#### WHAT IS NEEDED:
Find each line in the items below that contains the string "high" and copy it. Case counts, so a line matches only if its capitalization is the same.

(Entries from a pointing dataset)
◇ ◇ ◇ ◇ ◇ ◇ ◇

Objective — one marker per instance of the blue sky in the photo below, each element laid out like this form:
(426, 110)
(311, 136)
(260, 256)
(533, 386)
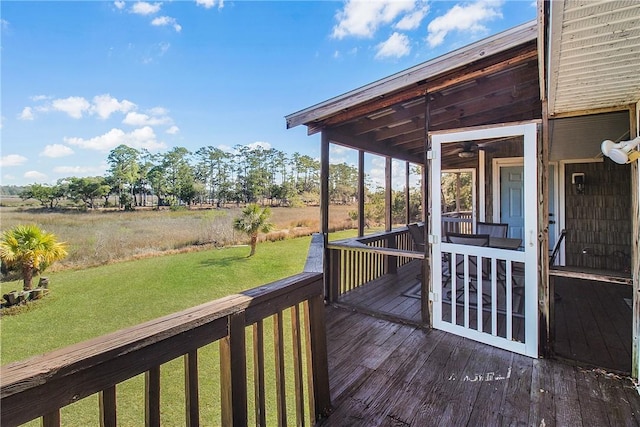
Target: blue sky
(79, 78)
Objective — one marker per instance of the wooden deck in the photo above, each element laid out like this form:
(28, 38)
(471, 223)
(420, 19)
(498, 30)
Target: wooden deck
(593, 319)
(593, 323)
(383, 373)
(389, 296)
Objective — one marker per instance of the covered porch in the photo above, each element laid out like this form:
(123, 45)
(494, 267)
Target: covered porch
(529, 153)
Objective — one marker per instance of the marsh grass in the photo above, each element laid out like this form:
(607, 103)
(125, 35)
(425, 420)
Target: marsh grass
(105, 236)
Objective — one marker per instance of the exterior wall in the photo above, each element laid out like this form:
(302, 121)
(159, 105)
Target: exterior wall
(598, 221)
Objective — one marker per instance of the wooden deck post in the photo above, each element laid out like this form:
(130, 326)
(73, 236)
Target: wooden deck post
(634, 112)
(318, 365)
(428, 226)
(324, 204)
(361, 194)
(233, 373)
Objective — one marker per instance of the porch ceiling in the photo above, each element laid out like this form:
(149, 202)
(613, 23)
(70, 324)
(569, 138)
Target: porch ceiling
(594, 56)
(493, 81)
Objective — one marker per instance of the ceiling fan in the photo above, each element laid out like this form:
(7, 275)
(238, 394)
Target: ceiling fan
(470, 149)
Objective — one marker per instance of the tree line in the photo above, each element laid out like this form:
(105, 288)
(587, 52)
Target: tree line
(209, 175)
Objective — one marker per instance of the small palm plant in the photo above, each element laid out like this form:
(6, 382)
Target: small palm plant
(253, 220)
(31, 250)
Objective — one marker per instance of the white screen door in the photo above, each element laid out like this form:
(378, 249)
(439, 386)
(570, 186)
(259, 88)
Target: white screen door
(484, 287)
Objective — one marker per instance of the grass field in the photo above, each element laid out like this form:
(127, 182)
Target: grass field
(125, 268)
(95, 301)
(105, 236)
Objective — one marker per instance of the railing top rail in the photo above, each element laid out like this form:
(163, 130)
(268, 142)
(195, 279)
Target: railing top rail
(63, 376)
(359, 244)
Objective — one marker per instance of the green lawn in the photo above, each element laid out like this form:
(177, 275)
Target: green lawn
(87, 303)
(92, 302)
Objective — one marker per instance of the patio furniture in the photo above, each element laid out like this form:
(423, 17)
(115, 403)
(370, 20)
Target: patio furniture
(417, 234)
(493, 229)
(473, 240)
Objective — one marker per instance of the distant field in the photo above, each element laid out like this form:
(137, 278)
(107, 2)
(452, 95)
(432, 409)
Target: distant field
(104, 236)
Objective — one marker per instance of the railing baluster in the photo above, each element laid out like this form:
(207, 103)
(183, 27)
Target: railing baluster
(192, 401)
(152, 397)
(297, 364)
(281, 390)
(51, 419)
(317, 362)
(107, 402)
(258, 372)
(233, 372)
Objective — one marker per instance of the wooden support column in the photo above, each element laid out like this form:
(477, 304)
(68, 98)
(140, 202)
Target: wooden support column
(324, 204)
(388, 219)
(233, 373)
(545, 285)
(426, 210)
(634, 114)
(361, 194)
(546, 309)
(391, 261)
(318, 365)
(407, 193)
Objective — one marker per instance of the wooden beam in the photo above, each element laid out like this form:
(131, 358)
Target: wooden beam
(635, 248)
(324, 205)
(361, 193)
(496, 64)
(407, 193)
(388, 217)
(369, 146)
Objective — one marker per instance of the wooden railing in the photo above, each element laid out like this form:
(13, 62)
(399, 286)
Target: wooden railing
(41, 386)
(355, 262)
(457, 222)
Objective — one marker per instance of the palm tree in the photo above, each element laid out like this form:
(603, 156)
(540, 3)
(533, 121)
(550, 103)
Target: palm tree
(254, 219)
(30, 249)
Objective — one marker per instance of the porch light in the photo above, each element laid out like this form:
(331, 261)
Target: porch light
(621, 152)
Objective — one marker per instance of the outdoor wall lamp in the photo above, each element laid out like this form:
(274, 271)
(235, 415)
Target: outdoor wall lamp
(577, 179)
(621, 152)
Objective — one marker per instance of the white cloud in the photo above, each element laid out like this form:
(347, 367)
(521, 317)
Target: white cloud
(12, 160)
(38, 98)
(35, 175)
(396, 46)
(208, 4)
(139, 138)
(412, 20)
(78, 170)
(105, 105)
(74, 106)
(259, 144)
(361, 18)
(139, 119)
(145, 8)
(161, 21)
(26, 114)
(56, 150)
(468, 17)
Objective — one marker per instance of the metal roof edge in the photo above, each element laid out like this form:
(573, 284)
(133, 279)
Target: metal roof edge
(492, 45)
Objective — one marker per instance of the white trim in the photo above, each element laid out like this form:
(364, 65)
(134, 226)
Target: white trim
(482, 193)
(473, 189)
(529, 131)
(495, 185)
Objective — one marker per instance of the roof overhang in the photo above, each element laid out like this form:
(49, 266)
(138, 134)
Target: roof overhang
(414, 76)
(594, 57)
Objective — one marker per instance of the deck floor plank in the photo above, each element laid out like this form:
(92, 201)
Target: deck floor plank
(427, 377)
(593, 321)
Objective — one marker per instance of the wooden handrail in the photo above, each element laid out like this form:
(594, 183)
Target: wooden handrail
(40, 386)
(357, 261)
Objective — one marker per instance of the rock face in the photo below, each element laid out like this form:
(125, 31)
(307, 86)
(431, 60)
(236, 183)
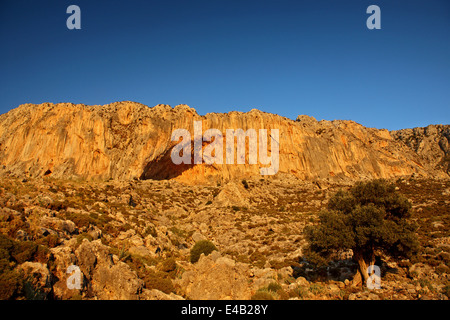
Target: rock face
(431, 142)
(127, 140)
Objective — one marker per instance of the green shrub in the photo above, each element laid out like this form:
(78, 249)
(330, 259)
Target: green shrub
(202, 246)
(370, 217)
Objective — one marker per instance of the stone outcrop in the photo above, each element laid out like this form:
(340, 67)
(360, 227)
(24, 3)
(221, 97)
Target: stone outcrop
(126, 140)
(431, 142)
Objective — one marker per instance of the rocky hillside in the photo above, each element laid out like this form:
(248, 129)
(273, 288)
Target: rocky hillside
(127, 140)
(133, 239)
(432, 143)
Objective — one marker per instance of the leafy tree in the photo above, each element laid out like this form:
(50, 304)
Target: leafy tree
(370, 217)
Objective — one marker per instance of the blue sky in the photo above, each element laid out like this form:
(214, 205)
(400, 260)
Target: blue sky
(312, 57)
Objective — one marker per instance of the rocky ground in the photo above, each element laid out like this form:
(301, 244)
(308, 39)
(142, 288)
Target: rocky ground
(132, 240)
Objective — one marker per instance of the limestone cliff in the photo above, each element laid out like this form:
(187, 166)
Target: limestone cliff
(125, 140)
(431, 142)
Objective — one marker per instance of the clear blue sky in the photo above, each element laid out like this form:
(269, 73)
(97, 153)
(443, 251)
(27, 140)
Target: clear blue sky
(286, 57)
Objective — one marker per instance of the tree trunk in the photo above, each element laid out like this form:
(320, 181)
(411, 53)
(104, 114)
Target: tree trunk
(364, 261)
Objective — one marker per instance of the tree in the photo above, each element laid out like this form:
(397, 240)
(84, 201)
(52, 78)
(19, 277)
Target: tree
(370, 217)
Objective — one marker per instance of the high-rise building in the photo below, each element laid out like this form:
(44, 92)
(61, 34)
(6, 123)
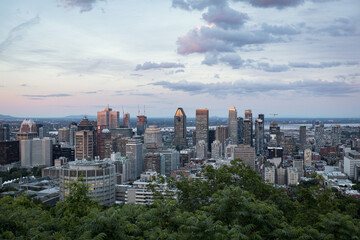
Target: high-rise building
(126, 120)
(104, 145)
(134, 151)
(141, 124)
(153, 135)
(64, 135)
(302, 134)
(84, 144)
(216, 150)
(246, 153)
(335, 135)
(248, 128)
(28, 130)
(100, 176)
(259, 136)
(201, 149)
(240, 122)
(180, 129)
(222, 135)
(233, 125)
(108, 118)
(319, 137)
(202, 125)
(9, 152)
(36, 152)
(72, 129)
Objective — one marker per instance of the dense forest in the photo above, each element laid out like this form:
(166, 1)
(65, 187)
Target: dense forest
(233, 203)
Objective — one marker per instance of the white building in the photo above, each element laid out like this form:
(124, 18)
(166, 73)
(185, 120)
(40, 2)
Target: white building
(98, 175)
(36, 152)
(350, 161)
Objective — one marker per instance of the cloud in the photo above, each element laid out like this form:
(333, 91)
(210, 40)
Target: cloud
(280, 30)
(84, 5)
(302, 87)
(16, 34)
(33, 96)
(151, 65)
(322, 64)
(225, 17)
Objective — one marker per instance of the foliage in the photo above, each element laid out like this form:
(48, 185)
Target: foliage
(229, 203)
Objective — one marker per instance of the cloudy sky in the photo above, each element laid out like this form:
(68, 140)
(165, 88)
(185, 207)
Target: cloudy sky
(297, 58)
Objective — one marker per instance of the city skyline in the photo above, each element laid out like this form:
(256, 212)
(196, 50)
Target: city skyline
(68, 57)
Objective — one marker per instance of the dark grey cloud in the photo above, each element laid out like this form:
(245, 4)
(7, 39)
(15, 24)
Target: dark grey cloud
(303, 87)
(225, 17)
(47, 95)
(151, 65)
(16, 34)
(280, 30)
(84, 5)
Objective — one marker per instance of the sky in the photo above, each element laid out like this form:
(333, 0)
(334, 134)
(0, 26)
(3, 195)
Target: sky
(296, 58)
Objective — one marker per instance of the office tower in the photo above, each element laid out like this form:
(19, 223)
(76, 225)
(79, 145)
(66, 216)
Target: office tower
(108, 118)
(100, 176)
(84, 145)
(319, 137)
(302, 134)
(72, 129)
(275, 135)
(280, 177)
(154, 161)
(233, 125)
(222, 134)
(28, 130)
(141, 124)
(134, 151)
(248, 128)
(216, 150)
(289, 144)
(153, 135)
(126, 120)
(335, 135)
(201, 149)
(350, 162)
(36, 152)
(259, 136)
(172, 160)
(246, 153)
(4, 132)
(64, 135)
(211, 138)
(180, 129)
(202, 125)
(9, 152)
(307, 157)
(240, 122)
(104, 146)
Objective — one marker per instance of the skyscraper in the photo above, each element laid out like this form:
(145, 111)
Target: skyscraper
(202, 125)
(233, 125)
(335, 135)
(126, 120)
(108, 118)
(141, 124)
(319, 137)
(222, 134)
(259, 136)
(248, 128)
(180, 129)
(84, 144)
(302, 134)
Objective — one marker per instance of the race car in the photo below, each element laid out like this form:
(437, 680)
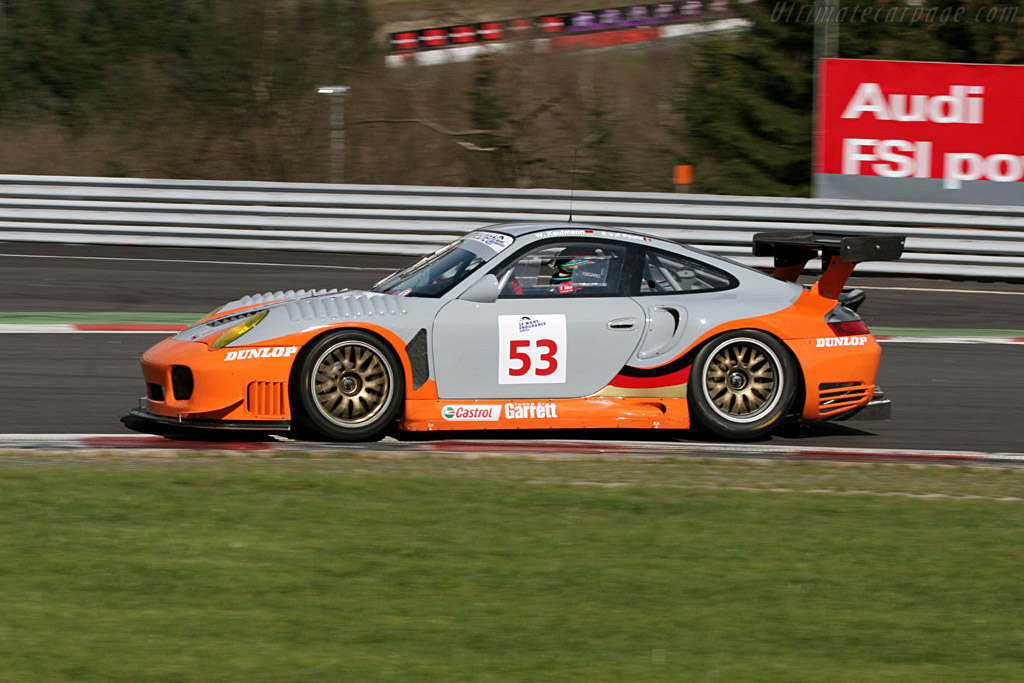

◇ ◇ ◇ ◇ ◇ ◇ ◇

#### TASK SOLUTION:
Objective — one marker per instance of the high-rise building in the photo below, each element laid out like this form:
Target: high-rise building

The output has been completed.